Extracted material -
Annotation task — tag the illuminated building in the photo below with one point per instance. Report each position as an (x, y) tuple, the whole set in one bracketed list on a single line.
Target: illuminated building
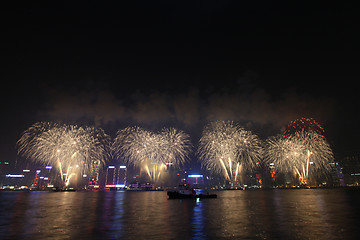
[(115, 177)]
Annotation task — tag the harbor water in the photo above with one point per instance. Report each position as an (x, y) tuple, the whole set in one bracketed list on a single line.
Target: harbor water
[(258, 214)]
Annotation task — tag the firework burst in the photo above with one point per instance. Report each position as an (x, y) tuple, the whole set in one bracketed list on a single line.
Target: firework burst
[(70, 148), (301, 152), (228, 149), (150, 151)]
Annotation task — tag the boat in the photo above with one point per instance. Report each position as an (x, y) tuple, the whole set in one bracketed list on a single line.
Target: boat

Task instructions -
Find the word "boat" in the entries. Copy each line that holds it.

Output for this task -
Annotation task — tag the boat in the photo above with one point per instance. Report each position as an (x, y) tuple, the whole set in one bracketed list on a single line.
Target: boat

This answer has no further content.